> [Short problem]
Reproduce every line of the material below without changing anything.

>> begin Exercise materials

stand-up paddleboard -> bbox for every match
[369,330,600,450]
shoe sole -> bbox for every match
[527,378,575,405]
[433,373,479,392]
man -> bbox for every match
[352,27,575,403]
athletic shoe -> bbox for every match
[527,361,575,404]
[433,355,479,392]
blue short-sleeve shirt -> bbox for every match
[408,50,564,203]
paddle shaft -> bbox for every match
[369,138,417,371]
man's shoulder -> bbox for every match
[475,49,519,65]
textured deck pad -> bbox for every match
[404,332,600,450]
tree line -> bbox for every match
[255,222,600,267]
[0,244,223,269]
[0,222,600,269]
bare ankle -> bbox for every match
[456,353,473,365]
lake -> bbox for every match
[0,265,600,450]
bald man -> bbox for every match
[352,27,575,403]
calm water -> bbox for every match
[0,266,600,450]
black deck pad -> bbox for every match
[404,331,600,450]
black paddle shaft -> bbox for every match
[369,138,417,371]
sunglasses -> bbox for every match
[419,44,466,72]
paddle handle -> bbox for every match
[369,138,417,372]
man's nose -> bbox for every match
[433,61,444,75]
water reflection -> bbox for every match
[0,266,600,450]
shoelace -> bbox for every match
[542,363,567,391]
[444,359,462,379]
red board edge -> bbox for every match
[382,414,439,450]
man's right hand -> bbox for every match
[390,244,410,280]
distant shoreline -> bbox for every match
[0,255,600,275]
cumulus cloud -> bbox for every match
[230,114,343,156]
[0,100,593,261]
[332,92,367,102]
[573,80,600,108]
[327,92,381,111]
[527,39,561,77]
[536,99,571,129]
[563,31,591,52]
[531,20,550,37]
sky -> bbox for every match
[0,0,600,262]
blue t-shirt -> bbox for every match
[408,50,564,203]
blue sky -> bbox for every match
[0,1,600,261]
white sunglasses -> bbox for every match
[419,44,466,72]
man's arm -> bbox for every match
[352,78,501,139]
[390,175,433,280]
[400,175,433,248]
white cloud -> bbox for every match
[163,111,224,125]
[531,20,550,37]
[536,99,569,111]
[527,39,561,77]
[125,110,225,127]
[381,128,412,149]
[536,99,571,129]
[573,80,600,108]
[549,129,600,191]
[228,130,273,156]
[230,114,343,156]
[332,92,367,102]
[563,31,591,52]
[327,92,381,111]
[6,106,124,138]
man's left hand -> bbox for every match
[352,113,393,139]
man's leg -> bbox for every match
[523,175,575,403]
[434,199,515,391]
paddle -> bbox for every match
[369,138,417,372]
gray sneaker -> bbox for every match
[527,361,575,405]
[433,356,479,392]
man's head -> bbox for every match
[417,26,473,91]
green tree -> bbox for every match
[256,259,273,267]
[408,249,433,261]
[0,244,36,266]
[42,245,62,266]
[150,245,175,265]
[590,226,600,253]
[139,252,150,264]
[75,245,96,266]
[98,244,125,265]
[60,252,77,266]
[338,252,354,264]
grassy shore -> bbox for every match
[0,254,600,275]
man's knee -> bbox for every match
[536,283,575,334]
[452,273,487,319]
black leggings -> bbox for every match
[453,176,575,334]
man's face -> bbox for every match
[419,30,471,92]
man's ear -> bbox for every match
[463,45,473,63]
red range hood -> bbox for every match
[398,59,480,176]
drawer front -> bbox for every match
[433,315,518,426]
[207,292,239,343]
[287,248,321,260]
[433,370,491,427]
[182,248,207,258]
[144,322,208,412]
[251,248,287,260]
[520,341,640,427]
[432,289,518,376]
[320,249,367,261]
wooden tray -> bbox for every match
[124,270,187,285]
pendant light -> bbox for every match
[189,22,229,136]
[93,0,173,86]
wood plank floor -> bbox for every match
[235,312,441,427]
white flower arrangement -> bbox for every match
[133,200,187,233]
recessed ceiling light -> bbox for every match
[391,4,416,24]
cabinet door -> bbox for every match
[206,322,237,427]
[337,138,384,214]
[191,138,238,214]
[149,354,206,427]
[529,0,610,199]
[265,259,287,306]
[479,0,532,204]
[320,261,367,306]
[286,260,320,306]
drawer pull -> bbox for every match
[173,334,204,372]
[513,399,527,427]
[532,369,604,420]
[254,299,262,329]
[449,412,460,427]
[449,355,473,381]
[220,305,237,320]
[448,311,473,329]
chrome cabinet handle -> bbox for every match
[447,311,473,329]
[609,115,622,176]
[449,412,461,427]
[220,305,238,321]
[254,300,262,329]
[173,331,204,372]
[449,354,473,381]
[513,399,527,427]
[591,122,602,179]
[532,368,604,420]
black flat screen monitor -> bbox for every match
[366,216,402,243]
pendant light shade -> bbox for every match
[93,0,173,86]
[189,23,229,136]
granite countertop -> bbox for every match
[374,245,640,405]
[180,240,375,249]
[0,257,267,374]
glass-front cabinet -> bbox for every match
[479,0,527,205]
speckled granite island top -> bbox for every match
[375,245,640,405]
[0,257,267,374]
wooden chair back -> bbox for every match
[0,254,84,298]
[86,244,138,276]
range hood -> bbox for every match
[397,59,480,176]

>> end Exercise materials

> [Completed task]
stand-up paddleboard -> bbox for every match
[369,330,600,450]
shoe sole -> bbox for every match
[527,378,575,405]
[433,373,479,392]
man -> bbox for every match
[352,27,575,403]
athletic shoe -> bbox for every match
[527,361,575,404]
[433,355,479,392]
blue short-sleeve shirt -> bbox for every match
[408,50,564,203]
paddle shaft -> bbox for every match
[369,138,417,371]
man's shoulder -> bbox for every match
[475,49,519,65]
textured deck pad -> bbox for every match
[404,332,600,450]
tree line -> bbox for every match
[255,222,600,267]
[0,244,223,269]
[0,222,600,269]
bare ankle -> bbox for every match
[456,353,473,365]
lake -> bbox for every match
[0,265,600,450]
bald man -> bbox for every match
[352,27,575,403]
calm water -> bbox for every match
[0,266,600,450]
black deck pad -> bbox for every match
[404,331,600,450]
black paddle shaft -> bbox for every match
[369,138,417,371]
sunglasses -> bbox for every match
[419,44,466,72]
paddle handle -> bbox for every match
[369,138,417,372]
man's nose -> bbox for every match
[433,61,444,75]
water reflection -> bbox for every match
[0,266,600,450]
shoelace -> bbox for every match
[542,363,567,391]
[444,359,462,379]
red board edge -> bbox for every match
[382,414,439,450]
man's right hand -> bbox for every match
[390,244,410,280]
distant shoreline -> bbox for every match
[0,255,600,275]
cumulus cloud -> bbox for every match
[230,114,343,156]
[0,100,593,261]
[332,92,367,102]
[573,80,600,108]
[327,92,381,111]
[527,39,561,77]
[536,99,571,129]
[563,31,591,52]
[531,20,550,37]
sky -> bbox for every match
[0,0,600,262]
blue t-shirt -> bbox for every match
[408,50,564,203]
blue sky -> bbox for every match
[0,1,600,261]
white sunglasses -> bbox for every match
[419,44,466,72]
man's arm -> bbox for every match
[352,78,501,139]
[390,175,433,280]
[400,175,433,248]
white cloud -> bbox for every match
[163,111,224,125]
[531,20,550,37]
[536,99,569,111]
[527,39,561,77]
[125,110,225,127]
[381,128,412,149]
[536,99,571,129]
[573,80,600,108]
[549,129,600,191]
[228,130,273,156]
[230,114,343,156]
[332,92,367,102]
[563,31,591,52]
[327,92,381,111]
[6,106,124,138]
man's left hand -> bbox for every match
[352,113,393,139]
man's leg -> bbox for every match
[523,175,575,403]
[434,199,515,391]
paddle -> bbox for every match
[369,138,417,372]
gray sneaker -> bbox for every match
[527,361,575,405]
[433,356,479,392]
man's head -> bbox for every match
[417,26,473,91]
green tree -> bbox for every match
[256,259,273,267]
[408,249,433,261]
[0,244,36,266]
[42,245,62,266]
[150,245,175,265]
[590,226,600,253]
[139,252,150,264]
[75,245,96,266]
[98,244,125,265]
[60,252,77,266]
[338,252,354,264]
grassy shore -> bbox for every match
[0,254,600,275]
man's knee -> bbox for every match
[536,283,575,334]
[452,273,487,319]
black leggings -> bbox for every match
[453,176,575,334]
man's face -> bbox for every match
[419,30,471,92]
man's ear -> bbox for every match
[463,45,473,63]
red range hood -> bbox for every match
[398,59,480,176]
drawer front -> bbox for every match
[433,315,518,426]
[207,292,239,343]
[287,248,321,260]
[433,370,491,427]
[182,248,207,258]
[144,322,208,412]
[251,248,287,260]
[520,341,640,427]
[432,289,518,376]
[320,249,367,261]
wooden tray -> bbox for every match
[124,270,187,285]
pendant light -> bbox for every match
[189,22,229,136]
[93,0,173,86]
wood plank floor -> bbox for every match
[235,312,441,427]
white flower arrangement -> bbox for every match
[133,200,187,233]
recessed ceiling light -> bbox for every match
[391,4,416,24]
cabinet door -> bbox for every match
[206,322,237,427]
[337,138,384,214]
[191,138,238,214]
[149,354,206,427]
[529,0,610,199]
[265,259,287,306]
[479,0,532,204]
[320,261,367,306]
[286,260,320,306]
drawer pull -> bbox for every match
[173,334,204,372]
[513,399,527,427]
[532,369,604,420]
[254,299,262,329]
[449,412,460,427]
[449,355,473,381]
[220,305,237,320]
[448,311,473,329]
chrome cabinet handle -> bbox for every match
[447,311,473,329]
[609,115,622,176]
[449,412,461,427]
[220,305,238,321]
[254,300,262,329]
[173,331,204,372]
[449,354,473,381]
[513,399,527,427]
[591,122,602,179]
[532,368,604,420]
black flat screen monitor -> bbox for every match
[366,216,402,243]
pendant light shade -> bbox for every match
[93,0,173,86]
[189,23,229,136]
granite countertop -> bbox for every match
[374,245,640,405]
[180,240,375,249]
[0,257,267,374]
glass-front cabinet -> bbox for every match
[479,0,527,205]
speckled granite island top -> bbox for every match
[375,245,640,405]
[0,257,267,374]
wooden chair back -> bbox for every match
[0,254,84,298]
[86,244,138,276]
range hood -> bbox for every match
[397,59,480,176]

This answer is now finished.